Reproduce all of the lines below, swapping every "drop a pin" for "place a marker" and keeping everything else the same.
_____
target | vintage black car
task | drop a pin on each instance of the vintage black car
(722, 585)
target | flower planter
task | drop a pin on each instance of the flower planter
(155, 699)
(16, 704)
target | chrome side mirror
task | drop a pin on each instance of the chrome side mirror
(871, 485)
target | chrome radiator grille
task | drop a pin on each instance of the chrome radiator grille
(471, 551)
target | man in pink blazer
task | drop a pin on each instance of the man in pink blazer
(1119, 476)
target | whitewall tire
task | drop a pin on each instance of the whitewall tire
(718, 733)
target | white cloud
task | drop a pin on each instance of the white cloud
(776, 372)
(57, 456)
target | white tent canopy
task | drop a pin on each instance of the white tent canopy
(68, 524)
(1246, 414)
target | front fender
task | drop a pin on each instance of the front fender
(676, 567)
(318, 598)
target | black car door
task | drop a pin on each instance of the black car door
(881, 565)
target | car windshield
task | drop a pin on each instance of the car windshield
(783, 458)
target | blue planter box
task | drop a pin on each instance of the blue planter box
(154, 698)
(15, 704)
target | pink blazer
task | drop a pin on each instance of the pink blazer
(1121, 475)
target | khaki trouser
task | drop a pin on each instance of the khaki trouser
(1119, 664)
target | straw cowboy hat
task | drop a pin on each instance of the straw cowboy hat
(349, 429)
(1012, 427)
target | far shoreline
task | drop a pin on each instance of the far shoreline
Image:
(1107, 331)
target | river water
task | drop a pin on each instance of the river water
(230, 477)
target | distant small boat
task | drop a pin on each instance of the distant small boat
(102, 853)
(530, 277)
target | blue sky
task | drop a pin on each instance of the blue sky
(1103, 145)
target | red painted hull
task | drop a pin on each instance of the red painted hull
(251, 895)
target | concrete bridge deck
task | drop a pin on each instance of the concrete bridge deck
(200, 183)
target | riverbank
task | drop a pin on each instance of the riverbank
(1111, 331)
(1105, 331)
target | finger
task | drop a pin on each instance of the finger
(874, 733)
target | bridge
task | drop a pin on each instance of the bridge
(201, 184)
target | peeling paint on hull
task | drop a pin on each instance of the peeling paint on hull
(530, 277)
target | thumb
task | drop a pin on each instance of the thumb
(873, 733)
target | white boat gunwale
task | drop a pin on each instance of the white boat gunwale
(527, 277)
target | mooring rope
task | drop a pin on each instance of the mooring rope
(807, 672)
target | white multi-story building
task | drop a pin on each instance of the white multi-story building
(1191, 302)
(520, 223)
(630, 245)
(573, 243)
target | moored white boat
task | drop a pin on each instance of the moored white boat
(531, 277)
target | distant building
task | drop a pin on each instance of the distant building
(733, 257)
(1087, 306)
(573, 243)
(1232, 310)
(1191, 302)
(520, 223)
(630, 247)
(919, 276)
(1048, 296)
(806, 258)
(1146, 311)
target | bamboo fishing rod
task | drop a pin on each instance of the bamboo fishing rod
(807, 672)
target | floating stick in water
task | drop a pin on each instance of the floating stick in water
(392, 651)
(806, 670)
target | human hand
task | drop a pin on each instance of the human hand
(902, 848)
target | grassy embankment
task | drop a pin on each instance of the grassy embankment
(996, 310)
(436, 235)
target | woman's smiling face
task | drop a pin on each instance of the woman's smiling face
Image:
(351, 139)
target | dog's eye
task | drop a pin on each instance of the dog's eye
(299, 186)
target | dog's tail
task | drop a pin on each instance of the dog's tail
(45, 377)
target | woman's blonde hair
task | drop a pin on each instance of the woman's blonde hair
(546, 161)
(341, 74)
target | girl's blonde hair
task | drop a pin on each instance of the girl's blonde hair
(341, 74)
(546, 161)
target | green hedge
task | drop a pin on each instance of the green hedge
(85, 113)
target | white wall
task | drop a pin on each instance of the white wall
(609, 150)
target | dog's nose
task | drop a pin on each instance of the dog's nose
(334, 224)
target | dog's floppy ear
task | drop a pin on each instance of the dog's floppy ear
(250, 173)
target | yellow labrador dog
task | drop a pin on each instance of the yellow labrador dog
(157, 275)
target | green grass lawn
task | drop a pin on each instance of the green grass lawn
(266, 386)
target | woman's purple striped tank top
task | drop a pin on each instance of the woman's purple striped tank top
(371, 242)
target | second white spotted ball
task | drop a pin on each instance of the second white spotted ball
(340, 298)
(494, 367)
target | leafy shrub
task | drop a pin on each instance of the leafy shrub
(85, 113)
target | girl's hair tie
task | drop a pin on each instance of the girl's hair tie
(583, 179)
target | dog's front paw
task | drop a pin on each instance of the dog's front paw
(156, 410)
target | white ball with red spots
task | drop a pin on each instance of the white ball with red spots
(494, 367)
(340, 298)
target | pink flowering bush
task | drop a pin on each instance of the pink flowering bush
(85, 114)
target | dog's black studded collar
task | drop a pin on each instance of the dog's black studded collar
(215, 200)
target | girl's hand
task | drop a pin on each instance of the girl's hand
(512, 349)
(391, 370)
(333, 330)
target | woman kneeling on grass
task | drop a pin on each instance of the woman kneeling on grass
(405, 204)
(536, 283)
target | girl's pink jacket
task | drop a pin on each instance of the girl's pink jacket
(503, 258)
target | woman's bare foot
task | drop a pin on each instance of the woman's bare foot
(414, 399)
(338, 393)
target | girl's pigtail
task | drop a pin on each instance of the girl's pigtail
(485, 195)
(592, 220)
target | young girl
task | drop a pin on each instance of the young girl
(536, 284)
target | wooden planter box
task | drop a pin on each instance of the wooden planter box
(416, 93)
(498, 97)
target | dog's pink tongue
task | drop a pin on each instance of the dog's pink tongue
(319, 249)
_____
◆ **Worked answer**
target | vintage black car
task | place a marker on each instance of the vintage black car
(722, 585)
target | flower planter
task | place a marker on each instance of the flower planter
(155, 699)
(16, 704)
target | chrome side mirror
task | place a marker on each instance of the chrome side mirror
(871, 485)
target | chrome radiator grille
task | place a marker on each instance of the chrome radiator grille
(471, 551)
target | man in pink blazer
task | place a marker on each instance of the man in pink blazer
(1119, 476)
target | whitewall tire
task | place a marker on each instance of the whitewall tire
(718, 733)
target | white cloud
task | place a marker on each instance of the white cloud
(776, 372)
(57, 456)
target | white tent canopy
task | place a marker on each instance of the white tent canopy
(68, 524)
(1246, 414)
target | front fender
task | place a marker on each instance of the front fender
(676, 567)
(318, 598)
target | black car door
task | place a marker on each instance of the black car door
(881, 565)
target | car windshield
task | place a marker on each instance of the car windshield
(783, 458)
target | blue planter box
task | place a marker on each instance of the blue planter box
(154, 698)
(15, 704)
target | pink blazer
task | place a marker on each instance of the pink blazer
(1121, 475)
target | khaki trouser
task | place a marker on each instance of the khaki trouser
(1119, 664)
target | straw cowboy hat
task | place a marker on each instance of the straw cowboy hat
(349, 429)
(1012, 427)
target | far shoreline
task | place a marker on each instance of the far shoreline
Image:
(1107, 331)
target | river water
task | place a marker on each instance of the river water
(230, 477)
target | distant small boat
task | place a marker on each instance of the distant small boat
(102, 853)
(530, 277)
target | blue sky
task | place a marker on each instance of the blue sky
(1103, 145)
target | red painted hull
task | place a marker on each instance of the red painted hull
(251, 895)
target | concrete bridge deck
task | place a marker on each instance of the concrete bridge deck
(200, 183)
target | riverbank
task | place a marker on each instance of the riverbank
(1111, 331)
(1105, 331)
target | finger
task | place a marker on each instance of the finger
(874, 733)
target | bridge
task | place a marker on each instance of the bridge
(201, 184)
target | peeling paint on hull
task | place a marker on each instance of the peeling paint on hull
(530, 277)
target | thumb
task | place a marker on each instance of the thumb
(873, 733)
target | white boat gunwale
task | place a marker on each instance of the white boat gunwale
(527, 277)
target | mooring rope
task | place a marker on each instance of the mooring rope
(807, 672)
target | white multi-story building
task | place a marker on each instance of the white multi-story building
(1191, 302)
(520, 223)
(630, 245)
(573, 243)
target | moored white boat
task | place a marker on each instance of the moored white boat
(531, 277)
target | distant building
task | place a marker on each instance of the distant building
(733, 257)
(1087, 306)
(573, 243)
(1232, 310)
(1191, 302)
(520, 223)
(630, 247)
(919, 276)
(1048, 296)
(806, 258)
(1146, 311)
target | bamboo fishing rod
task | place a marker on each instance of the bamboo fishing rod
(807, 672)
target | floating stick in water
task | place a marker on each instance of the floating stick in water
(392, 651)
(806, 670)
target | human hand
task | place a marker on each instance of the human hand
(902, 848)
target | grassy embankment
task | place a marker on each instance of the grassy embankment
(996, 310)
(436, 235)
target | woman's smiling face
task | place a marker on each instance of the woman's smiling face
Image:
(351, 139)
target | dog's eye
task | place a marker on each instance of the dog's eye
(299, 186)
target | dog's tail
task | place a marker on each instance of the dog's tail
(45, 377)
target | woman's blonde hair
task | place a marker on each instance of the woman's blonde hair
(546, 161)
(341, 74)
target | girl's blonde hair
task | place a marker on each instance of the girl's blonde hair
(341, 74)
(546, 161)
target | green hedge
task | place a marker on each instance of the green hedge
(85, 113)
target | white wall
task | place a marker on each instance of the white wall
(609, 150)
target | dog's nose
task | place a marker on each instance of the dog's nose
(334, 224)
target | dog's floppy ear
task | place a marker on each instance of the dog's floppy ear
(250, 173)
target | yellow labrador dog
task | place a marker on each instance of the yellow labrador dog
(157, 275)
target | green grass lawn
task | place a marker on each instance of the green grass lawn
(266, 386)
target | woman's purple striped tank top
task | place a marker on each instance of the woman's purple striped tank top
(371, 242)
target | second white spotted ball
task | place a marker on each instance of the second white spotted ball
(340, 298)
(494, 367)
target | leafy shrub
task | place a marker on each instance of the leafy shrub
(85, 113)
target | girl's hair tie
task | place a marker on each instance of the girl's hair tie
(583, 179)
target | dog's front paw
task | place a marker on each instance of the dog's front paw
(156, 410)
target | white ball with red spots
task | place a marker on each instance of the white ball with red spots
(494, 367)
(340, 298)
target | pink flowering bush
task | place a marker on each instance of the pink flowering bush
(85, 114)
target | dog's black studded collar
task | place a marker on each instance of the dog's black studded collar
(215, 200)
target | girl's hand
task | place a marker on each instance of the girl's hand
(512, 349)
(391, 370)
(333, 330)
target | woman kneeling on grass
task | place a marker on each instance of the woman kneeling on grass
(405, 204)
(536, 283)
target | girl's pink jacket
task | place a marker on each instance of the girl's pink jacket
(503, 258)
target | woman's bare foot
task | place a marker on each instance of the woman's bare foot
(414, 399)
(338, 393)
target | girl's pigtail
task | place a marker on each instance of the girl's pigtail
(485, 195)
(592, 220)
target | young girl
task | place a marker on each instance of the young girl
(536, 284)
target | wooden planter box
task | place a marker on each instance of the wooden planter box
(416, 93)
(498, 97)
target | dog's pink tongue
task | place a marker on each instance of the dog's pink tongue
(319, 249)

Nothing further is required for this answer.